Data lines
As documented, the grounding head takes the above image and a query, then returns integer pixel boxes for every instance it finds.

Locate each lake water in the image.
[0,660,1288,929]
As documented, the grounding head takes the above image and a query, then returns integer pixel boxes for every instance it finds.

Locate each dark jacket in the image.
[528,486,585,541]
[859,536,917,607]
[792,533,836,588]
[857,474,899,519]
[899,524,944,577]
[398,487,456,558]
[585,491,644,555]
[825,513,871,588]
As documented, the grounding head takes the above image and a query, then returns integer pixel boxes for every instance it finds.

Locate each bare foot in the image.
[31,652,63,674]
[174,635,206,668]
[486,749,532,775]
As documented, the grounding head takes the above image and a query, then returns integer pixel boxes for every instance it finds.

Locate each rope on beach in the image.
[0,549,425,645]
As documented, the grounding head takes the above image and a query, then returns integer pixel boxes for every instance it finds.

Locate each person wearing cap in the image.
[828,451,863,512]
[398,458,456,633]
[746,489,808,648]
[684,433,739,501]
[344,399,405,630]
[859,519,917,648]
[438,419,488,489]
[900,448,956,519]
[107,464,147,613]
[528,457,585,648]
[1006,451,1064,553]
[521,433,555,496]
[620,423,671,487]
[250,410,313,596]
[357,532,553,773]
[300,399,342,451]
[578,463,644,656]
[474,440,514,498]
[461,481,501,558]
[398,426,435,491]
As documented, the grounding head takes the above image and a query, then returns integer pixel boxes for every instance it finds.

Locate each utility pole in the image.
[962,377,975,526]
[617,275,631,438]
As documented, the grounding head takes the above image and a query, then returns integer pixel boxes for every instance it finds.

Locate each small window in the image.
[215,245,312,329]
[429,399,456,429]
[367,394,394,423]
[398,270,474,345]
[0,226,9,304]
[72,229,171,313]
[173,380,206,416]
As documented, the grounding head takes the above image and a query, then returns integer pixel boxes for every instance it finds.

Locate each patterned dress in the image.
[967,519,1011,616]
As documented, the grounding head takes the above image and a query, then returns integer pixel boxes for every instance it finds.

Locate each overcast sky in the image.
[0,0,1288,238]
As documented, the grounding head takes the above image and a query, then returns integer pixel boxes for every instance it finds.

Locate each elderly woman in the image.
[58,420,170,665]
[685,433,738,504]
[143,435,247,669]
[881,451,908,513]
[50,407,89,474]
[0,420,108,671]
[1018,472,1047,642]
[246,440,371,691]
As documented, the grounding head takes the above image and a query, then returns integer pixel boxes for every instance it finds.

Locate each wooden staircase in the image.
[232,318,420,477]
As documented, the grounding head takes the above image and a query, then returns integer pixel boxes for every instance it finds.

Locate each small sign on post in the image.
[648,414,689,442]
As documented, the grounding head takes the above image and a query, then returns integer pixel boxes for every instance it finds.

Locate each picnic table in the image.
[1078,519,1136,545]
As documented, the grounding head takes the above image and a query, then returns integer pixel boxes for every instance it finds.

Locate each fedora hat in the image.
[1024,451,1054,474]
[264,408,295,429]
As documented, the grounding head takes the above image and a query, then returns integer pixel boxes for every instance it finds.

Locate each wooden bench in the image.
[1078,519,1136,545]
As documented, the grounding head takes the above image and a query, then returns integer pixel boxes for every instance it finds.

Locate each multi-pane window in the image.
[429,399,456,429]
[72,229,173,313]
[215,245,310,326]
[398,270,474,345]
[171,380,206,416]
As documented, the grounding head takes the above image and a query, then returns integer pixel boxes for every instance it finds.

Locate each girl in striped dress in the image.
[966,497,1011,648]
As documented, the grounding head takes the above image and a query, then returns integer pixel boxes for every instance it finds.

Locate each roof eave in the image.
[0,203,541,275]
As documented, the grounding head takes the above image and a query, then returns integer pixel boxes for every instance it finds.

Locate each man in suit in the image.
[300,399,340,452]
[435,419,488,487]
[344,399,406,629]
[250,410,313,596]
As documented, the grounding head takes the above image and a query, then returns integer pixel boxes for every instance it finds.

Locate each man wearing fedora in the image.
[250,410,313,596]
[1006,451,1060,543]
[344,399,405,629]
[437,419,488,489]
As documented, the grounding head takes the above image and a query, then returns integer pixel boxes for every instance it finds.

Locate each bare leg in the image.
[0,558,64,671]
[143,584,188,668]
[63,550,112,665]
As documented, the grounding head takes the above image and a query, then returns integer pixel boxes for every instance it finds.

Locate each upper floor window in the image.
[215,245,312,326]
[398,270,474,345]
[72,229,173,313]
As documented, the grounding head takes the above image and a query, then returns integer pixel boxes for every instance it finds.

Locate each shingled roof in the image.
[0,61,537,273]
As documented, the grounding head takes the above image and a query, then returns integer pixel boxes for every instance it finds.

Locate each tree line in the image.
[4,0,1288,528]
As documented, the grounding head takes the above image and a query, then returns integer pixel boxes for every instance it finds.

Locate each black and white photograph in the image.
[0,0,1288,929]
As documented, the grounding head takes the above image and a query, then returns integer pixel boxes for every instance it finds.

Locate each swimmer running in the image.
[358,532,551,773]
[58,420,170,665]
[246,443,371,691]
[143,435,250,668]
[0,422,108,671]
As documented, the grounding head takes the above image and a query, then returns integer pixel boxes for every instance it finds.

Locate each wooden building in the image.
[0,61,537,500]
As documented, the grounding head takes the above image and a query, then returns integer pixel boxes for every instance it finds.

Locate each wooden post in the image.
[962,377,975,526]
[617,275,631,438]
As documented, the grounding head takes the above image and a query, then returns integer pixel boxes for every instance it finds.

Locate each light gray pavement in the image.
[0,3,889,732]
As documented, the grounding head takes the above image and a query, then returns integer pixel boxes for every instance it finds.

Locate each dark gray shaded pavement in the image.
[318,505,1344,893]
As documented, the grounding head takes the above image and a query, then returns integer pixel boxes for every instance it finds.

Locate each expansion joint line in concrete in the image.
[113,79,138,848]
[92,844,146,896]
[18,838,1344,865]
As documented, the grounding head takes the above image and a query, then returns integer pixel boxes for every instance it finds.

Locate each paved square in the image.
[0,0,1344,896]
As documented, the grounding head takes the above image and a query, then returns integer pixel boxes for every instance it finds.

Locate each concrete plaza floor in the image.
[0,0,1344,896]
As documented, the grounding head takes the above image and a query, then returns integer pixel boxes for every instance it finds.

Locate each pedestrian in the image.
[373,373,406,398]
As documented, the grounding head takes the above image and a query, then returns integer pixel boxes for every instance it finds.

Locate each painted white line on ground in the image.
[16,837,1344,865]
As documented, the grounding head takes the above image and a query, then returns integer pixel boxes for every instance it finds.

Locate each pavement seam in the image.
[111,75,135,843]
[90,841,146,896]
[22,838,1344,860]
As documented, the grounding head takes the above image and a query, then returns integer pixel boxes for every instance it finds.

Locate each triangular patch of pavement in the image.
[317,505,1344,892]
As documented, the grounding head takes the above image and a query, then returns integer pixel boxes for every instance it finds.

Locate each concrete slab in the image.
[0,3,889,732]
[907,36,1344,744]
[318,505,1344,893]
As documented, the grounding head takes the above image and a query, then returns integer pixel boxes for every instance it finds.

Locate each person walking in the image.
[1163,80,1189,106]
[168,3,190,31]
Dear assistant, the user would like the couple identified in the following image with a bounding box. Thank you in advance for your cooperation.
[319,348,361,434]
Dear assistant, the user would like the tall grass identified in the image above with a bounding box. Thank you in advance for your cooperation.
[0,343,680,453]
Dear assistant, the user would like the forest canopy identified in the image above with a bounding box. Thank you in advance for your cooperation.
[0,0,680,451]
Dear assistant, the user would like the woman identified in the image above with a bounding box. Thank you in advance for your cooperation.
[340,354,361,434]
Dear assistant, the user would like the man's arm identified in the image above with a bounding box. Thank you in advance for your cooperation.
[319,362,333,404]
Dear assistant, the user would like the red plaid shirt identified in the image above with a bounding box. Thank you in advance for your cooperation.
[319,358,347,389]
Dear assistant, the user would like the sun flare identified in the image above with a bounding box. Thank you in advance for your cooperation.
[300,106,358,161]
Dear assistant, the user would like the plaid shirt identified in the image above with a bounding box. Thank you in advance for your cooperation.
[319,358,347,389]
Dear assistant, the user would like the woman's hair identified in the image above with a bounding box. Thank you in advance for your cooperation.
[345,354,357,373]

• **THE TASK**
From the line with "Dear assistant, the user would like the man's" to the line with "[319,362,333,404]", set out the material as a Markdown table with the columns Row and Line. Put a row number in Row and the full line in Line, and leave out any blank lines.

• **OUTPUT OF THE TASK**
| Row | Line |
|---|---|
| 1 | Dear assistant, the user would like the man's arm identified in the image above with a bounding box. Thank you in advance for your cooperation. |
| 2 | [319,362,333,404] |